**DOCUMENT PASSAGE**

Quantum and Cryptography. Do we need to worry about the rise of Quantum Computing?

Quantum And Cryptography. Do We Need To Worry About The Rise Of Quantum Computing?

Likely, as with many introductions and textbooks to quantum computing, you’ve been introduced to two Quantum Algorithms with a lot of promise. Grovers and Shor’s Algorithm promise a lot, with the former being able to search through data faster than classical algorithms and Shor’s famous for being able to factorize numbers also faster than classical approaches. We’ll outline some of the current cryptographic protocols and whether quantum provides a real threat to their security. Much of our modern world, whether banking, cryptocurrencies such as bitcoin or Ethereum, and the Internet rely on secure cryptography in order to function. Could Quantum Computing make these security protocols redundant?

Grover’s Algorithm

For the TLDR, the algorithm provides a massive speed-up through a variety of options. It can effectively search through unsorted entries with a speed that scales as the square root of N (the number of options). That means that say a message that could have originated from 100 options can be cracked with 10 checks. However, a traditional classical approach would be required around half of N (or 50) keys to be checked. So 10 versus 50 is a very different number, but in reality, the number of keys to be checked would be in the billions and this is where the difference becomes incredible. For example take the square root of a billion (under 32,000), which is the number of checks that Grover’s algorithm would need to make. Classically on average, we would need to check half a billion entries, which is thousands of times slower. The N over two classical checks come from averaging the best and worse cases. We could find the correct key at the start or the very end, meaning the average of 0 and N which is N/2.

**MATERIAL PROVIDED**
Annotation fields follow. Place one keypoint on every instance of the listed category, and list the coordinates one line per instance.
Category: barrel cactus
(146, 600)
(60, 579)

**TO BE DONE**
**A)** Answer these questions about the passage on quantum computing and cryptography:
(i) Which algorithm is known for factorizing numbers faster than classical approaches?
(ii) How many checks would Grover's algorithm need for a message that could have come from 100 options?
(iii) On average, how many entries would a classical approach need to check out of a billion?
**B)** Please copy everything from "Likely, as with" down to "security protocols redundant?" word for word from the passage on quantum computing and cryptography.
**C)** Write the next part of the passage on quantum computing and cryptography, picking up after its last sentence.
The lines have no part in this work.

**ANSWERS TO THE EXERCISE**
**A)**
(i) Shor's algorithm
(ii) 10
(iii) Half a billion

**B)**
Likely, as with many introductions and textbooks to quantum computing, you’ve been introduced to two Quantum Algorithms with a lot of promise. Grovers and Shor’s Algorithm promise a lot, with the former being able to search through data faster than classical algorithms and Shor’s famous for being able to factorize numbers also faster than classical approaches. We’ll outline some of the current cryptographic protocols and whether quantum provides a real threat to their security. Much of our modern world, whether banking, cryptocurrencies such as bitcoin or Ethereum, and the Internet rely on secure cryptography in order to function. Could Quantum Computing make these security protocols redundant?

**C)**
Shor’s Algorithm

Shor is another algorithm that has security experts worried. TLDR, the algorithm has factor numbers in polynomial time. To learn more about how the algorithm works in reality, you can investigate the algorithm and its implementation in one of the Open Source Frameworks named Qiskit. The current classical best has subexponential run-time and is the General Number Field Sieve (GNFS), which was published in 1993. But loosely classical algorithms are exponential, which means that they blow up as the numbers to be factored become larger. Currently, Shor’s algorithm can be implemented in existing Quantum Computers such as those provided from IBM’s Q service, but there are a limited number of qubits available which limits the usefulness to factorizing very small insignificant numbers such as 15 that can be easily factorized by a human, let alone a computer. However the technique is proven, and with the promise of companies such as PsiQuantum looking to produce millions of qubits, the number of digits that can be factorized will increase.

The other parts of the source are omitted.